(SELECTED TEXT):
All of lore.kernel.org
 help / color / mirror / Atom feed
* [PATCH] soc: qcom: pmic_glink: Fix boot when QRTR=m
@ 2023-12-13 21:06 Rob Clark
  2023-12-14  7:16 ` Johan Hovold
  0 siblings, 1 reply; 10+ messages in thread
From: Rob Clark @ 2023-12-13 21:06 UTC (permalink / raw)
  To: linux-arm-msm
  Cc: Rob Clark, Dmitry Baryshkov, Andy Gross, Bjorn Andersson,
	Konrad Dybcio, open list

From: Rob Clark <robdclark@chromium.org>

We need to bail out before adding/removing devices, if we are going
to -EPROBE_DEFER.  Otherwise boot will get stuck forever at
deferred_probe_initcall().

Suggested-by: Dmitry Baryshkov <dmitry.baryshkov@linaro.org>
Signed-off-by: Rob Clark <robdclark@chromium.org>
---
 drivers/soc/qcom/pmic_glink.c | 20 ++++++++++----------
 1 file changed, 10 insertions(+), 10 deletions(-)

diff --git a/drivers/soc/qcom/pmic_glink.c b/drivers/soc/qcom/pmic_glink.c
index 914057331afd..2899746af6a6 100644
--- a/drivers/soc/qcom/pmic_glink.c
+++ b/drivers/soc/qcom/pmic_glink.c
@@ -268,10 +268,16 @@ static int pmic_glink_probe(struct platform_device *pdev)
 	else
 		pg->client_mask = PMIC_GLINK_CLIENT_DEFAULT;
 
+	pg->pdr = pdr_handle_alloc(pmic_glink_pdr_callback, pg);
+	if (IS_ERR(pg->pdr)) {
+		ret = dev_err_probe(&pdev->dev, PTR_ERR(pg->pdr), "failed to initialize pdr\n");
+		return ret;
+	}
+
 	if (pg->client_mask & BIT(PMIC_GLINK_CLIENT_UCSI)) {
 		ret = pmic_glink_add_aux_device(pg, &pg->ucsi_aux, "ucsi");
 		if (ret)
-			return ret;
+			goto out_release_pdr_handle;
 	}
 	if (pg->client_mask & BIT(PMIC_GLINK_CLIENT_ALTMODE)) {
 		ret = pmic_glink_add_aux_device(pg, &pg->altmode_aux, "altmode");
@@ -284,17 +290,11 @@ static int pmic_glink_probe(struct platform_device *pdev)
 			goto out_release_altmode_aux;
 	}
 
-	pg->pdr = pdr_handle_alloc(pmic_glink_pdr_callback, pg);
-	if (IS_ERR(pg->pdr)) {
-		ret = dev_err_probe(&pdev->dev, PTR_ERR(pg->pdr), "failed to initialize pdr\n");
-		goto out_release_aux_devices;
-	}
-
 	service = pdr_add_lookup(pg->pdr, "tms/servreg", "msm/adsp/charger_pd");
 	if (IS_ERR(service)) {
 		ret = dev_err_probe(&pdev->dev, PTR_ERR(service),
 				    "failed adding pdr lookup for charger_pd\n");
-		goto out_release_pdr_handle;
+		goto out_release_aux_devices;
 	}
 
 	mutex_lock(&__pmic_glink_lock);
@@ -303,8 +303,6 @@ static int pmic_glink_probe(struct platform_device *pdev)

(TASK DATA):
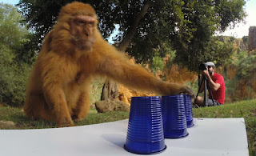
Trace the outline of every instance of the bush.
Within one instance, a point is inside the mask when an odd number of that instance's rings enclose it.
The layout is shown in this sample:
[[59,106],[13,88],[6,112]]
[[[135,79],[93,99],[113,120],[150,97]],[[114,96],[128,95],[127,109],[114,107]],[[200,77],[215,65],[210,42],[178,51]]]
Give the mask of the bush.
[[26,63],[18,65],[14,58],[14,54],[10,49],[0,46],[0,102],[21,106],[24,103],[31,67]]

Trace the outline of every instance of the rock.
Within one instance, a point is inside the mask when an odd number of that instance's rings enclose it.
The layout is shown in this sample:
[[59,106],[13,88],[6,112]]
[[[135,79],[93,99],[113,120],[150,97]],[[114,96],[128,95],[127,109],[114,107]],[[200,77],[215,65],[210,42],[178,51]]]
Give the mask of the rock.
[[13,129],[15,123],[11,121],[0,121],[0,129]]
[[130,111],[130,106],[117,100],[103,100],[95,102],[95,107],[98,113],[105,113],[110,111]]

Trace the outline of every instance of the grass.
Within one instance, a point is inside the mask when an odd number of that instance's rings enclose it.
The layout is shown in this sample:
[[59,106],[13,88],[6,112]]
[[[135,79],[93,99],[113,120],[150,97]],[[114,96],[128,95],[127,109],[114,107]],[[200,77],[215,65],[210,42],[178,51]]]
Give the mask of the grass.
[[250,155],[256,155],[256,99],[220,106],[193,109],[194,118],[244,118]]
[[[256,155],[256,99],[238,102],[224,106],[206,108],[194,108],[194,118],[244,118],[247,131],[250,155]],[[128,112],[110,112],[98,114],[91,109],[86,118],[75,122],[76,126],[90,125],[122,120],[129,118]],[[14,127],[4,129],[42,129],[54,128],[54,122],[34,121],[26,118],[22,109],[0,106],[0,121],[12,121]]]

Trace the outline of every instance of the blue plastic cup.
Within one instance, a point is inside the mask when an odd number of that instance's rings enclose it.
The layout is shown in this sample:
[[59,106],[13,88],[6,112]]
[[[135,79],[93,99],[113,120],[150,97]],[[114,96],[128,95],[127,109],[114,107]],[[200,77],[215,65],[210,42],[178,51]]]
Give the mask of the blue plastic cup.
[[162,96],[162,111],[166,138],[179,138],[189,134],[184,106],[184,95]]
[[158,154],[166,149],[160,97],[132,97],[124,148],[140,154]]
[[186,126],[188,128],[194,126],[193,122],[193,113],[192,113],[192,103],[190,96],[188,94],[184,95],[184,103],[185,103],[185,112],[186,118]]

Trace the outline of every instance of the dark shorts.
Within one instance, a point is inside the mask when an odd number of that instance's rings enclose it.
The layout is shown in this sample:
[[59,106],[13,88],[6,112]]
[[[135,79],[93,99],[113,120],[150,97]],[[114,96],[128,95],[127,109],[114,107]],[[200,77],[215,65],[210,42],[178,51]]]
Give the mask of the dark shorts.
[[206,98],[206,103],[208,104],[207,106],[217,106],[222,105],[220,102],[217,102],[216,100],[214,99],[214,102],[212,99]]

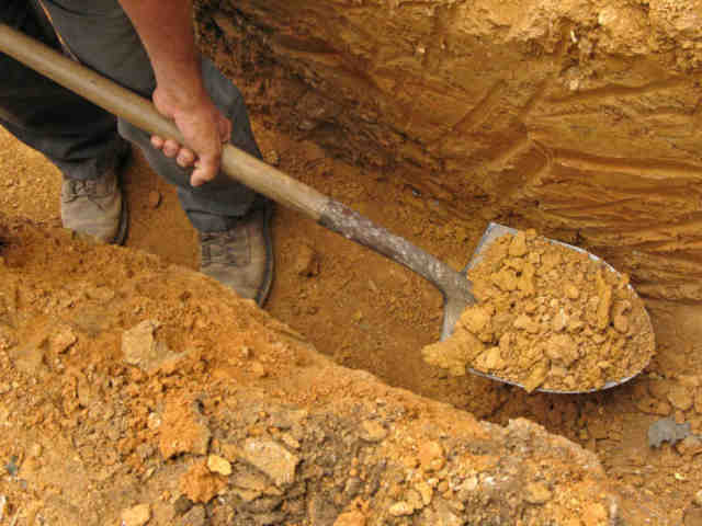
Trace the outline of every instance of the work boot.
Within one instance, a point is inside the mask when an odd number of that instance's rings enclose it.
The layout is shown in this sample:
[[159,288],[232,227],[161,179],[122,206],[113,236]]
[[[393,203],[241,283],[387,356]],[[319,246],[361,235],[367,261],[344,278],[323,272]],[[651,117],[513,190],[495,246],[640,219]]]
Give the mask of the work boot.
[[128,150],[116,168],[98,179],[64,179],[61,221],[65,228],[92,236],[103,243],[124,243],[128,218],[117,171],[126,157]]
[[223,232],[201,232],[201,271],[262,307],[273,282],[273,206],[265,203]]

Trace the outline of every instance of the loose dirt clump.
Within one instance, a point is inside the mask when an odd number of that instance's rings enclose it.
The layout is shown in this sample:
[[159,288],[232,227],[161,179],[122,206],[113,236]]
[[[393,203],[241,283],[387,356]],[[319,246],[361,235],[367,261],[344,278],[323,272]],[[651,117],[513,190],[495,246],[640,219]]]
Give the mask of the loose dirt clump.
[[339,367],[252,301],[156,256],[0,222],[0,503],[11,524],[623,516],[595,455],[528,420],[478,422]]
[[500,237],[468,276],[468,307],[427,362],[535,389],[589,391],[639,373],[654,334],[629,277],[532,230]]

(TASK LIST):
**A.** Answer these from the pmic_glink patch:
(i) Who is credited in the Suggested-by line?
(ii) Which file does the patch change?
(iii) At what call does boot get stuck forever without the fix?
**B.** Return the rows exactly, from the start of the rows up to and including the line with "Give the mask of the bush.". Leave out the pictures.
The rows are unrelated to the pmic_glink patch.

(OUTPUTS):
**A.**
(i) Dmitry Baryshkov
(ii) drivers/soc/qcom/pmic_glink.c
(iii) deferred_probe_initcall()

**B.**
Trace the outline of every instance of the bush.
Within one instance, a point is inside the mask when an odd number of that instance's rings enclose it.
The layout is shown in this sample:
[[59,106],[13,88],[6,112]]
[[[135,79],[93,99],[113,120],[150,97]],[[114,96],[128,95],[127,109],[114,107]],[[200,77],[215,65],[210,42],[178,51]]]
Give the mask of the bush.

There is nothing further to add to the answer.